»»

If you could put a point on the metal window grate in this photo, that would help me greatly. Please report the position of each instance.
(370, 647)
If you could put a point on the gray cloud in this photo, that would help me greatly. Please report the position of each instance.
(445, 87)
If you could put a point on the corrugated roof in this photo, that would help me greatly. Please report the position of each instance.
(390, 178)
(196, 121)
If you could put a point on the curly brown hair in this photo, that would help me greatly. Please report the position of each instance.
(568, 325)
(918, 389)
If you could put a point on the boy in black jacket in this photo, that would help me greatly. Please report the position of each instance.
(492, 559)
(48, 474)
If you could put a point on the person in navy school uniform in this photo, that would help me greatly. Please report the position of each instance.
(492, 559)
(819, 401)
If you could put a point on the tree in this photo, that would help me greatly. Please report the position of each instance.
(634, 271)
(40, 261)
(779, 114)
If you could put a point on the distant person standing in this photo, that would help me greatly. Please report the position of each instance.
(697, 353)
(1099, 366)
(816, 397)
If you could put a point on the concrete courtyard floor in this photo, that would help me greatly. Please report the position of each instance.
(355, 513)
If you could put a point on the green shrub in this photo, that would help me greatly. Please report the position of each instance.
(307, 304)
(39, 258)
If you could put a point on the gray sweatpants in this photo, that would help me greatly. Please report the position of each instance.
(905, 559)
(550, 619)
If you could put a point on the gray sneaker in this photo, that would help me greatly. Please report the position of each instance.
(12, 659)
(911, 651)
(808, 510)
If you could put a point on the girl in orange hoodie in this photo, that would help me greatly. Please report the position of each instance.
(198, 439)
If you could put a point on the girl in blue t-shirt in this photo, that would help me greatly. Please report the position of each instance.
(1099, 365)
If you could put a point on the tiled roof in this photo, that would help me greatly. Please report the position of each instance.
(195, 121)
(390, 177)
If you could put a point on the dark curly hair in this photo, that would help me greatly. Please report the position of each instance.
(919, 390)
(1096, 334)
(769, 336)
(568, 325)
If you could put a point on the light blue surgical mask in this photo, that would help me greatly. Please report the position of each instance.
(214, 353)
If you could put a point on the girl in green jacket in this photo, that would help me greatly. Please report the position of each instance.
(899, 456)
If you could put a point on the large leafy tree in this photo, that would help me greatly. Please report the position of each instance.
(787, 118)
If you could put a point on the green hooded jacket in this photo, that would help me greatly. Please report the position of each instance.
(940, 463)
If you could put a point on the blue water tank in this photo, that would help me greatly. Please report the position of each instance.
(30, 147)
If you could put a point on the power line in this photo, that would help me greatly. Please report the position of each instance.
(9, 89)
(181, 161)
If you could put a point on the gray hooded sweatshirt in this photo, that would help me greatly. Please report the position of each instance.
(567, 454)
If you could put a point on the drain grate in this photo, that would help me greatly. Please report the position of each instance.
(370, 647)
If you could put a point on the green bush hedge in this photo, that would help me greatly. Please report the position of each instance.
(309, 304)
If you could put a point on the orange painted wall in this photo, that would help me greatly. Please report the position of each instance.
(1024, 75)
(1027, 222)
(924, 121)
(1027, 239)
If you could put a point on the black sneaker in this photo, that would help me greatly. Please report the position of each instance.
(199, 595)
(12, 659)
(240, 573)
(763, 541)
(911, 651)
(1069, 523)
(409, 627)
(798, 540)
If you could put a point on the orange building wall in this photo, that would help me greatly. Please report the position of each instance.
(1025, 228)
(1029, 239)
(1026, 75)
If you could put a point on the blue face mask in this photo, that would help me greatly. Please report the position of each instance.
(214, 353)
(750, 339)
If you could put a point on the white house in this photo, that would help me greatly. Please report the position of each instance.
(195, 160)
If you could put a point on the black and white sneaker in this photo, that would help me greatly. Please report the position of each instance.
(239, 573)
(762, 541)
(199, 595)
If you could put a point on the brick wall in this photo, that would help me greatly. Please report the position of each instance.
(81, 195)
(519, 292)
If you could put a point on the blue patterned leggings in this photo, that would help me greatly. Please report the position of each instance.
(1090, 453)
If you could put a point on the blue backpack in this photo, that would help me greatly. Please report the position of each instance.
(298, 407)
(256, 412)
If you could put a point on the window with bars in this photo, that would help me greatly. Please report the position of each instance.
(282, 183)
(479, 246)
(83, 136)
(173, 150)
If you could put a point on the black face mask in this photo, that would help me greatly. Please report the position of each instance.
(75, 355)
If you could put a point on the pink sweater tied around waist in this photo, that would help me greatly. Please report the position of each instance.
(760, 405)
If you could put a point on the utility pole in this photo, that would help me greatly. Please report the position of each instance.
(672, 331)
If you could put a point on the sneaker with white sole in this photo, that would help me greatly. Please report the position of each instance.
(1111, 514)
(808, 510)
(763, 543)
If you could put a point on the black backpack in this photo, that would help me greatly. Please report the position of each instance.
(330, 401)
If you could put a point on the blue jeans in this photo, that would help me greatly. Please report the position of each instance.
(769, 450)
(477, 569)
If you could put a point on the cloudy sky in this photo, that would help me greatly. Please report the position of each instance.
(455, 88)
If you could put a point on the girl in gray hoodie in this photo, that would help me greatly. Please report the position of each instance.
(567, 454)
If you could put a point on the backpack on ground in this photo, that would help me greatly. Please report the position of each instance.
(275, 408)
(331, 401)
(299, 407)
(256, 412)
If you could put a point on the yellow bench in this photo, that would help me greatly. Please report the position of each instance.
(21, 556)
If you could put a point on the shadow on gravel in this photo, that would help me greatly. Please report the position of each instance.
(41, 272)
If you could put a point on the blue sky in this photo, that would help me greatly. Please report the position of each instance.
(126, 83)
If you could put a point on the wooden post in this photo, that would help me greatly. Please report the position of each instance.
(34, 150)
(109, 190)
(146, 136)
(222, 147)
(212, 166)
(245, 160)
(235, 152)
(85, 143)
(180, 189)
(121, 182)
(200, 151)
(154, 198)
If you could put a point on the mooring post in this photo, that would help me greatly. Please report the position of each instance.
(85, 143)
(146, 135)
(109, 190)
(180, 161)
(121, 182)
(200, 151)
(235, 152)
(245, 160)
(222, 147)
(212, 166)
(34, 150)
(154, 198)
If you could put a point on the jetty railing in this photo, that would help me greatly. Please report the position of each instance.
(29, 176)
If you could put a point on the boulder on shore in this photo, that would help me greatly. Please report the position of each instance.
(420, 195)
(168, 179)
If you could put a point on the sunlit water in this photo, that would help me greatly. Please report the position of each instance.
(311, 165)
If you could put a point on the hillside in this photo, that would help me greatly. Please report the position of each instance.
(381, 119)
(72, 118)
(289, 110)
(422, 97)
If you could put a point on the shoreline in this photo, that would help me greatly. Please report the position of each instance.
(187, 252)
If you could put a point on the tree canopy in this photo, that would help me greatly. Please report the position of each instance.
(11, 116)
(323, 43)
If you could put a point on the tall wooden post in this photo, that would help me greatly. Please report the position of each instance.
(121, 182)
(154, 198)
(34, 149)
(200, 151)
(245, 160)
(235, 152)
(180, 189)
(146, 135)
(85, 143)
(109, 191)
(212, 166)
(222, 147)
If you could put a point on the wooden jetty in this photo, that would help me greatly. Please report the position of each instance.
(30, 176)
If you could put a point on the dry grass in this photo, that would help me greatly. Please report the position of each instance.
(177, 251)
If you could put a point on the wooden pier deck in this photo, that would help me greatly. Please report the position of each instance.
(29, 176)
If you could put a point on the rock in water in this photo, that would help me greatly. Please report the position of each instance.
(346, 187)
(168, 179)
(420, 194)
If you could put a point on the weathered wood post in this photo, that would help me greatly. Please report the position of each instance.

««

__WHAT IS EXPECTED__: Everything in the data should be copied exactly. Leave nothing out.

__FINISHED TASK__:
If you could put a point on the metal window grate in this photo, that would help me greatly. Please report the position of each instance.
(370, 647)
If you could put a point on the gray cloud in this photo, that would help me greatly. Please report the position of each instance.
(445, 87)
If you could put a point on the corrugated roof in this photo, that would help me greatly. Please report the position of each instance.
(390, 178)
(196, 121)
If you could put a point on the curly brown hair in this photo, that would help me greatly. Please report the position of each instance.
(568, 325)
(918, 389)
If you could put a point on the boy in black jacket in this photo, that would help me greatly. Please report the position of each instance.
(492, 559)
(48, 474)
If you could put a point on the person in navy school uniform in this photo, that would help me greatly. Please report the position of each instance.
(492, 559)
(819, 401)
If you could put a point on the tree in this photo, that would help me greatly. Please report the position of each instance.
(634, 271)
(40, 261)
(779, 114)
If you could put a point on the distant person standing in this photo, that would help me greatly. Please report the position of each instance.
(697, 353)
(1099, 366)
(816, 397)
If you could put a point on the concrete courtyard floor in this photo, that would help me greatly. Please report the position of each instance.
(355, 513)
If you could put a point on the green shrub in this photo, that would help me greatly. Please report the position of each instance.
(307, 304)
(39, 258)
If you could put a point on the gray sweatpants in this photo, that would help me greatly. Please report the position of each instance.
(905, 559)
(550, 619)
If you could put a point on the gray sneaker in this photo, that would help me greatly. Please report the position of each instance.
(12, 659)
(911, 651)
(808, 510)
If you could put a point on the girl in orange hoodie in this photo, that would help me greatly. Please report the position of each instance.
(198, 439)
If you could put a point on the girl in blue t-shirt in this photo, that would help me greatly. Please report the position of each instance.
(1099, 365)
If you could put a point on the tiled roof in this photo, that would help me greatly. Please report the position of each instance.
(195, 121)
(390, 177)
If you could put a point on the dark curly hair in this photo, that would help me greatly. Please report the position of each instance.
(919, 390)
(1096, 334)
(769, 336)
(568, 325)
If you could put a point on the light blue surgical mask in this photo, that would help me greatly. Please report the position of each instance.
(214, 353)
If you could put a point on the girl in green jacket in this photo, that would help me greatly. Please report the position of each instance.
(899, 456)
If you could put a point on the large leafy tree in this photo, that would help me greatly. Please report the position of each instance.
(787, 118)
If you could put a point on the green hooded jacket in this photo, that would help me greatly. Please report the position of each instance.
(940, 463)
If you could put a point on the blue water tank in this photo, that would help me greatly. Please report the position of each instance.
(30, 147)
If you could put a point on the power line in this photo, that would help me greatly. Please report the position of each instance.
(9, 89)
(181, 161)
If you could put a point on the gray hooded sweatshirt in this photo, that would help me greatly. Please report the position of each instance.
(567, 454)
If you could put a point on the drain grate in this photo, that would help me greatly. Please report the position of each instance.
(370, 647)
If you could put a point on the green bush hedge in this photo, that would help me greatly. Please report the position of each instance.
(309, 304)
If you could put a point on the orange painted wall in this photo, that would help me greatly. Please report the position of each instance.
(1024, 75)
(1027, 222)
(924, 121)
(1027, 239)
If you could put a point on the black sneaker in this photo, that would help me greatly. Please report the position of each instance.
(199, 595)
(12, 659)
(240, 573)
(763, 541)
(911, 651)
(1069, 523)
(409, 627)
(798, 540)
If you could put a point on the orange building wall in this photo, that would help me greatly. Please report the position of each instance.
(1025, 228)
(1029, 239)
(1026, 75)
If you could put a point on the blue face mask in this photo, that would help me greatly. Please report the position of each instance.
(214, 353)
(750, 339)
If you could put a point on the white house in this photo, that would help me greatly. Please report the position of each instance.
(195, 160)
If you could put a point on the black and white sneaker in this photo, that would help me greatly. Please report the position of each instance.
(239, 573)
(762, 541)
(199, 595)
If you could put a point on the brick wall in this photo, that would help me greatly. Please report the position of each instance.
(81, 195)
(519, 292)
If you could put a point on the blue patterned leggings in this photo, that would help me greatly. Please report the position of each instance.
(1090, 453)
If you could put a point on the blue backpack in this photo, that would help me greatly. Please report the position of each instance.
(298, 407)
(256, 412)
If you could put a point on the window with bars in this photo, that would help me greatly. Please report the position of each instance.
(282, 183)
(479, 246)
(83, 136)
(173, 150)
If you could put a point on the black face mask in this photo, that would help me greatly. Please report the position of each instance.
(75, 355)
If you could put a point on the pink sweater tied around waist in this photo, that would help me greatly. Please report the position of each instance.
(760, 405)
If you could put a point on the utility pole in this photo, that would help me greatly. Please report the position of each instance.
(672, 331)
If you could put a point on the sneaker with white sole in this photo, that would help me greatly. Please report the position of each instance.
(1111, 514)
(808, 510)
(763, 543)
If you could put a point on the black backpack in this photo, that would help me greatly. Please report the position of each instance.
(330, 401)
If you could put a point on the blue jeans in this photo, that would help me greatly. Please report the position of each instance.
(769, 450)
(477, 569)
If you could put a point on the cloudy sky in this photo, that would help me greatly. Please report the position of each instance.
(455, 88)
If you could put a point on the girl in gray hoodie in this photo, that would help me greatly. Please report the position of each instance.
(567, 454)
If you could put a point on the backpack on ground in this photo, that would help me greatly. Please report the position of each instance.
(275, 408)
(331, 401)
(299, 407)
(256, 412)
If you could put a point on the yellow bench in this photo, that would help me greatly. Please report the position of each instance.
(21, 556)
If you could put a point on the shadow on gravel in this photo, that would help me greatly. Please report the position of each instance.
(41, 272)
If you could put a point on the blue sky in this photo, that would help me greatly. Please report the position of each instance.
(126, 83)
If you could put a point on the wooden post in this photo, that would help me greatly. Please report the position of each instance.
(34, 150)
(109, 190)
(146, 136)
(222, 147)
(212, 166)
(245, 160)
(235, 152)
(85, 143)
(180, 189)
(121, 182)
(200, 151)
(154, 198)
If you could put a point on the mooring post in this photo, that would help me greatly. Please report the position of each instance.
(85, 143)
(146, 135)
(109, 190)
(180, 161)
(121, 182)
(200, 151)
(235, 152)
(245, 160)
(222, 147)
(212, 166)
(34, 150)
(154, 198)
If you could put a point on the jetty railing in this photo, that would help me greatly. Please report the position of each instance.
(29, 176)
If you could put a point on the boulder on shore in this photo, that would help me greatly. Please report the position of each instance.
(420, 195)
(168, 179)
If you could put a point on the sunlit water in this photo, that would help me greatly. Please report the position of each instance.
(311, 165)
If you could put a point on the hillside in this photo, that would help me greatly. Please report the position of each instance.
(381, 119)
(72, 118)
(289, 110)
(422, 97)
If you could put a point on the shoreline in this photo, that would help me greatly. Please report the position of each instance.
(187, 252)
If you could put a point on the tree canopy in this photo, that would help me greatly. Please report the position of each instance.
(11, 116)
(323, 43)
If you could put a point on the tall wooden post in this photo, that would help me greatly. Please report the position of each instance.
(121, 182)
(154, 198)
(34, 149)
(200, 151)
(245, 160)
(235, 152)
(180, 189)
(146, 135)
(85, 143)
(109, 191)
(212, 166)
(222, 147)
If you could put a point on the wooden jetty in this photo, that would help me greatly. Please report the position of each instance.
(30, 176)
If you could put a point on the dry grass in this photo, that would help me greatly. Please report the position of each instance.
(177, 251)
If you could put a point on the wooden pier deck in this photo, that would help me greatly. Please report the position of each instance.
(29, 176)
If you could put a point on the rock in water in this photo, that would help me greatly. Please report the position of each instance.
(346, 187)
(168, 179)
(420, 194)
If you could put a point on the weathered wood post in this photo, that would help me greatly. Please report the position of each instance.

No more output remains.